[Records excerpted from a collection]
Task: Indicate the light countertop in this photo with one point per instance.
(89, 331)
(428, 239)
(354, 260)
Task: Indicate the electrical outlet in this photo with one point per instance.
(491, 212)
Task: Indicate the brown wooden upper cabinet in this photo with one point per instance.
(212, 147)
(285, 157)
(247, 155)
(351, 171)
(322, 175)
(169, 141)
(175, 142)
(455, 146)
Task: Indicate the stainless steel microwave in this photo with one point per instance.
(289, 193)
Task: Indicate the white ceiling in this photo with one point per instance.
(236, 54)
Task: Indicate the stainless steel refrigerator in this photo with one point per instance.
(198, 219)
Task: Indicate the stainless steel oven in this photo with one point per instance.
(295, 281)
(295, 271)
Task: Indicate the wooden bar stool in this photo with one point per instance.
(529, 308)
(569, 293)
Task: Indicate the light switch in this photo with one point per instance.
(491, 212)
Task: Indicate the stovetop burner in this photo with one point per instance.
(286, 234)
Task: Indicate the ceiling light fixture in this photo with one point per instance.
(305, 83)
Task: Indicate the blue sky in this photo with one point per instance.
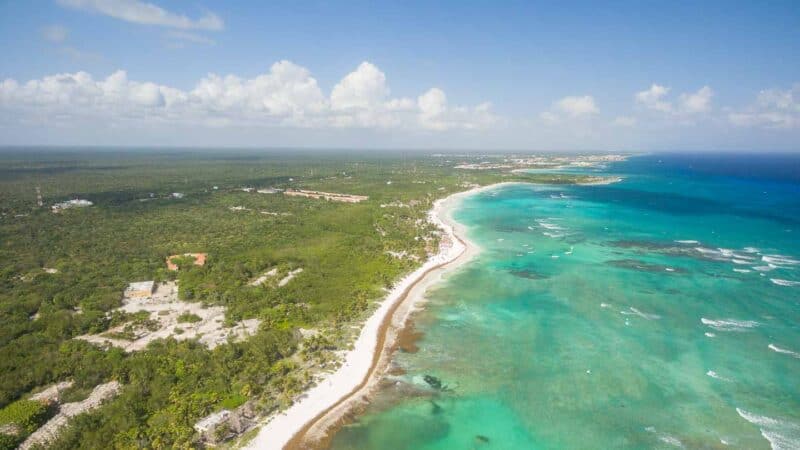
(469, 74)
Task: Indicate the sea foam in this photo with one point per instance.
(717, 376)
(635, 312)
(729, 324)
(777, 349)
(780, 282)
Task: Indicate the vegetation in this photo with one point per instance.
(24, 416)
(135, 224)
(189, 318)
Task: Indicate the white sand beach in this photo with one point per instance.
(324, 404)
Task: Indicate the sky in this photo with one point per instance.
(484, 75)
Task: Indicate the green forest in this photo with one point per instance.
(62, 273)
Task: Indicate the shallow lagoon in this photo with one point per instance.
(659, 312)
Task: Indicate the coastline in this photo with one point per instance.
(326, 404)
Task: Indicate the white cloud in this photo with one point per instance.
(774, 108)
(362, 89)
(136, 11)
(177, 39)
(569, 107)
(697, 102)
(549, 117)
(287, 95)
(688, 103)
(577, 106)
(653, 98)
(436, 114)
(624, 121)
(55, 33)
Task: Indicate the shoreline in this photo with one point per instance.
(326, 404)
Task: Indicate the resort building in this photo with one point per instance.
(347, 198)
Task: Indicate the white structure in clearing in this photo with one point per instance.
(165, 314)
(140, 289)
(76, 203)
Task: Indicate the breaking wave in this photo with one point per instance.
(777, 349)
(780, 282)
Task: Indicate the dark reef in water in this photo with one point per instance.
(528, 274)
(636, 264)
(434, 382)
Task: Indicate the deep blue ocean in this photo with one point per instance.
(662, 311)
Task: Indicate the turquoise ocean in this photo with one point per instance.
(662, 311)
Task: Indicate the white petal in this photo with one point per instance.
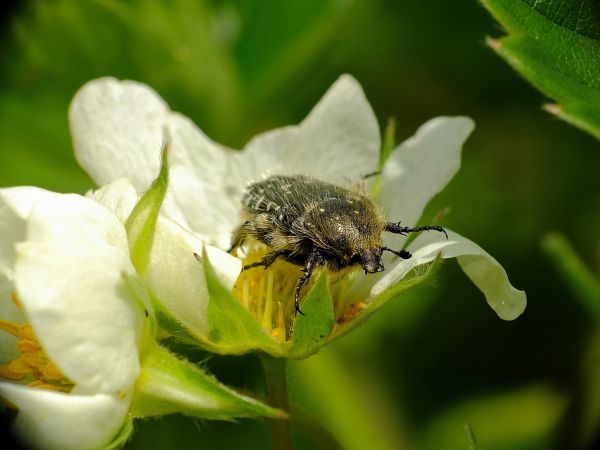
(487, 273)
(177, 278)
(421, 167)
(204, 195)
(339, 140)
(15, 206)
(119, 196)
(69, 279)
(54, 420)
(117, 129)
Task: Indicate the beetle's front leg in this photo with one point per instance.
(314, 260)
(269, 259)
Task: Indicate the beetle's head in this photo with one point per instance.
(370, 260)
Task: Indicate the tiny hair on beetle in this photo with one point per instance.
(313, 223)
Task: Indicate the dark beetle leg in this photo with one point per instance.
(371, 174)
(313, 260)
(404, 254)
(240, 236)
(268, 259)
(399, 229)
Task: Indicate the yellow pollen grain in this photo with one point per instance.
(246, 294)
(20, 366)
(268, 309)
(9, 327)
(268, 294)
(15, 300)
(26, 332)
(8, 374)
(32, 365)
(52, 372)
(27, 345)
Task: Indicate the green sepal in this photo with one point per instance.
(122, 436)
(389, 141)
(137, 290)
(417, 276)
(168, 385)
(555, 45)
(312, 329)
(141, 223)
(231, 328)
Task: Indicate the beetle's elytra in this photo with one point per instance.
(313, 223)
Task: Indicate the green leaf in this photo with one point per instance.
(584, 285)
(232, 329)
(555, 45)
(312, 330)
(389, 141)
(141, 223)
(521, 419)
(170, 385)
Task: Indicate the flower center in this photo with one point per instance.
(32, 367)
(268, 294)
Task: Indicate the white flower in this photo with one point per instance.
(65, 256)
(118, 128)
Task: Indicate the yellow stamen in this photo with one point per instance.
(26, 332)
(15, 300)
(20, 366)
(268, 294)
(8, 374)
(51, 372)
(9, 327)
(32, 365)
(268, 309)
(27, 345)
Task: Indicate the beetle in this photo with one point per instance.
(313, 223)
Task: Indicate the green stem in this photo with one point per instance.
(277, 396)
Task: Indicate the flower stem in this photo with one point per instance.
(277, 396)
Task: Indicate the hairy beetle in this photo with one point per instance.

==

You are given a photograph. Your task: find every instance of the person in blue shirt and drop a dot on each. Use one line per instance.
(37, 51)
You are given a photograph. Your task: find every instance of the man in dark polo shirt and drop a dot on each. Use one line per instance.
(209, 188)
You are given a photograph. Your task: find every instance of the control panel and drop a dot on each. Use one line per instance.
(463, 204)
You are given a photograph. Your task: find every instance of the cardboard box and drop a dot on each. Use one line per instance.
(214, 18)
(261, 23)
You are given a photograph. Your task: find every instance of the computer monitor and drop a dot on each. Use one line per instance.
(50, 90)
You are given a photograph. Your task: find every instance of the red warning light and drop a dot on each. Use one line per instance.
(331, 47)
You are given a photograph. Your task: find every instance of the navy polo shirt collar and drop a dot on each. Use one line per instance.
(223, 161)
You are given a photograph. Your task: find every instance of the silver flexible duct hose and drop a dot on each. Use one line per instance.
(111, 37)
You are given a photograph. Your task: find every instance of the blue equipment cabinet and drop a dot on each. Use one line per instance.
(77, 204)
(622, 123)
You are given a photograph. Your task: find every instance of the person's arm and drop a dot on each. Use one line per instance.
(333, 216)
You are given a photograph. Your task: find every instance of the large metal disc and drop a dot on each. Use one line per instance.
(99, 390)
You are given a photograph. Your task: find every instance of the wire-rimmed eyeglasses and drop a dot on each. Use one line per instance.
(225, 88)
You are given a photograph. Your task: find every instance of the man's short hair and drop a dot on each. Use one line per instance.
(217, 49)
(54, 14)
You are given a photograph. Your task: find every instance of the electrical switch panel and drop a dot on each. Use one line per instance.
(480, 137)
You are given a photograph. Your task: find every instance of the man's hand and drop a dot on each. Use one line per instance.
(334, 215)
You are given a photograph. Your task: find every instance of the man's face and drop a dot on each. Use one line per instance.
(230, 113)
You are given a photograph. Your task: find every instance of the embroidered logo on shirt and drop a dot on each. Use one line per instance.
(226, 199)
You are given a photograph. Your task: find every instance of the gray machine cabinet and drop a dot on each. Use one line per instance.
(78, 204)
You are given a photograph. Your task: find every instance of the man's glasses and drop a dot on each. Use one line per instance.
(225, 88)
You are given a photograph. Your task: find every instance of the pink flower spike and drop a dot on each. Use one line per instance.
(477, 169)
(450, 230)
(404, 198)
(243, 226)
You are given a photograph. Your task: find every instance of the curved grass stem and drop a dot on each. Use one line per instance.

Work to be completed: Look through the entries above and quote exactly the lines from the line with "the man's glasses" to the line with "of the curved", counting both of those lines.

Reply to the exercise:
You are given a photograph. Your task: find every instance of the man's glasses and drop a dot on each. Use one line per instance.
(225, 88)
You are given a photograph. Your task: find every instance of the pink flower spike and drop a dot on each. Use one line per instance.
(477, 169)
(450, 230)
(404, 198)
(243, 226)
You are given a photograph. Your task: find every instance of the curved grass stem and drop a dot on each. Use one line per instance.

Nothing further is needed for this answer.